• PROBLEMS TO WORK ON:
A: Reproduce the passage on divine simplicity word for word, everything from "Now we need" down to "by divine simplicity.".
B: Carry on the passage on divine simplicity from where it stops.

• SELECTED PASSAGE:

**********

Now we need to understand again, that simple does not mean simplistic. In fact the idea of God’s being a simple being is, as was timelessness, almost impossible for us to truly define with words. Just as we can only describe a timeless eternal God in words that are based in time an are themselves time bound so we can only describe a simple God in words that are not themselves simple.
Now we don’t want to get too far ahead of the horse here so we need to define what we mean by divine simplicity.
Basically, a simple being is a being who is not made up of parts. Ill say that again, a simple being is a being who is not made up of parts. Our immediate thought might be to picture some sort of amoeba or something like that, small single cell organisms, the simplest of lifeforms and that is understandable but we immediately come up against the fact that even the simplest of lifeforms that we can consider is made up of a staggering amount of parts. The bits and prices of the cell, the very atoms themselves and the composite pieces of those atoms. There are a staggering number of bits and pieces that make up even the most “simple” things that we can think of.

**********

• SUPPLIED DATA:
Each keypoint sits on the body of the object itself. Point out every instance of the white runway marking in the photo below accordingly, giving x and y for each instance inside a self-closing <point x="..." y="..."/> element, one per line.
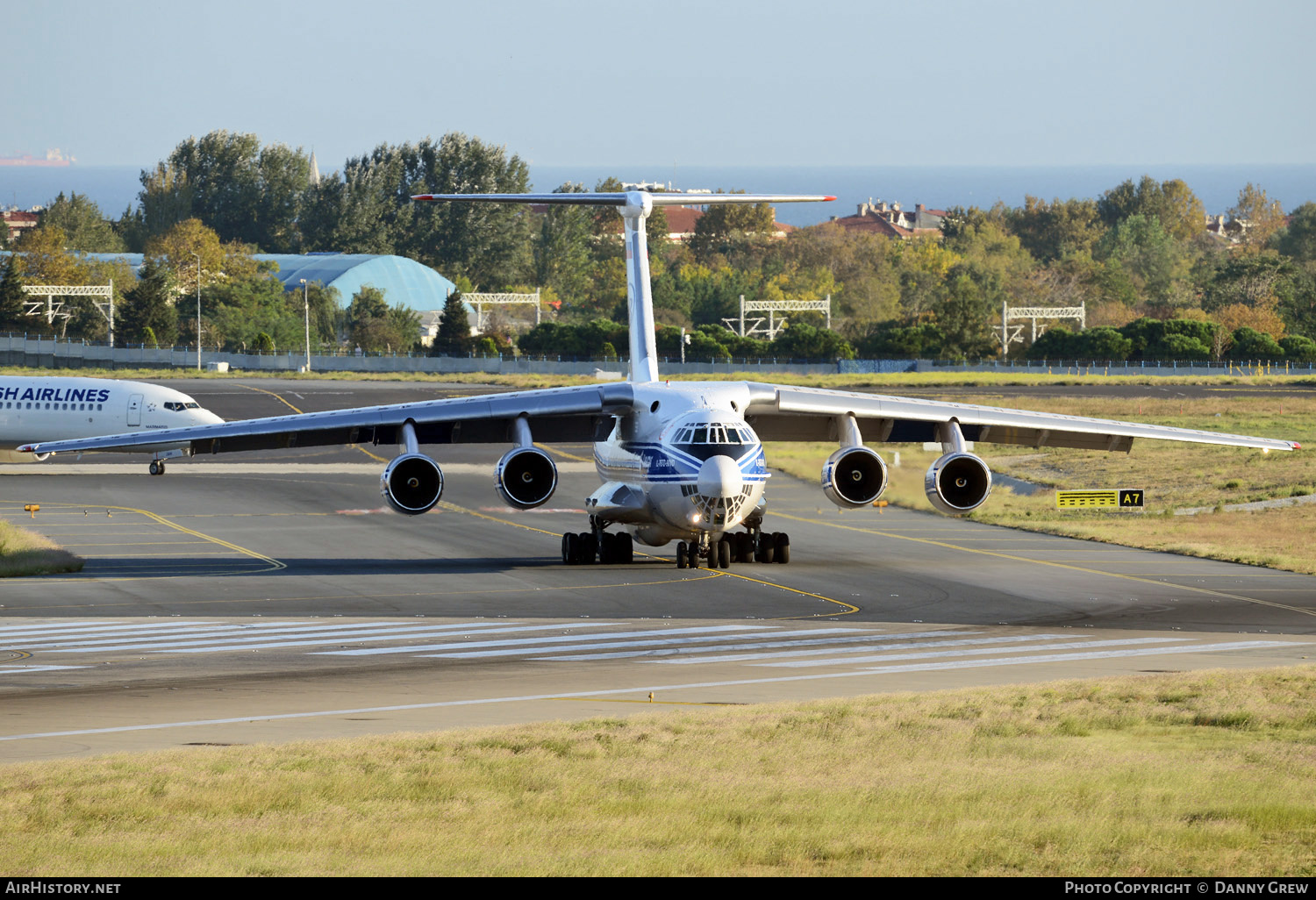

**********

• ANSWER LIST:
A:
Now we need to understand again, that simple does not mean simplistic. In fact the idea of God’s being a simple being is, as was timelessness, almost impossible for us to truly define with words. Just as we can only describe a timeless eternal God in words that are based in time an are themselves time bound so we can only describe a simple God in words that are not themselves simple.
Now we don’t want to get too far ahead of the horse here so we need to define what we mean by divine simplicity.

B:
We also need to understand that when we say that a simple being is a being that is not made up of parts we aren't just talking about arms and legs and atoms. Rather we need think of these parts in a more philosophical sense and so we think about attributes or accidents and essence.
The essence of a thing is what it is and without which that thing would cease to be what it is. Essence is hard to define, the essence of being a human is humanity. The essence of being a fish for example would be ichthyicity, the thing about fish that makes a fish a fish.
Now, philosophically we can think about ichthyicity essence as distinct from an individual fish’s attributes. For example, a halibut is a flat fish, it has a distinct body form, distinct attributes from say a salmon and yet both of these we know as fish. They share the essence of fish, the ichthyicity, but different distinct attributes. We understand this with people too, I am taller than Enoch and yet we are both humans. Dya is a female human and Jadon is a male human and they are both human.
Now from experience we know that we are composite creatures made up of both our essence and our attributes because even personally our attributes change. Soon I will be one year older, I grew taller and now I am getting shorter as the years go on. We change, if our accidental properties, our attributes change we still retain our essence, I remain the human named Albert.
Now for a simple being this is not the case. When we say that a simple being is a being that is not made up of parts we don’t just mean that the being doesn't have bits and pieces but we also mean that its essence and its accidental properties are one and the same.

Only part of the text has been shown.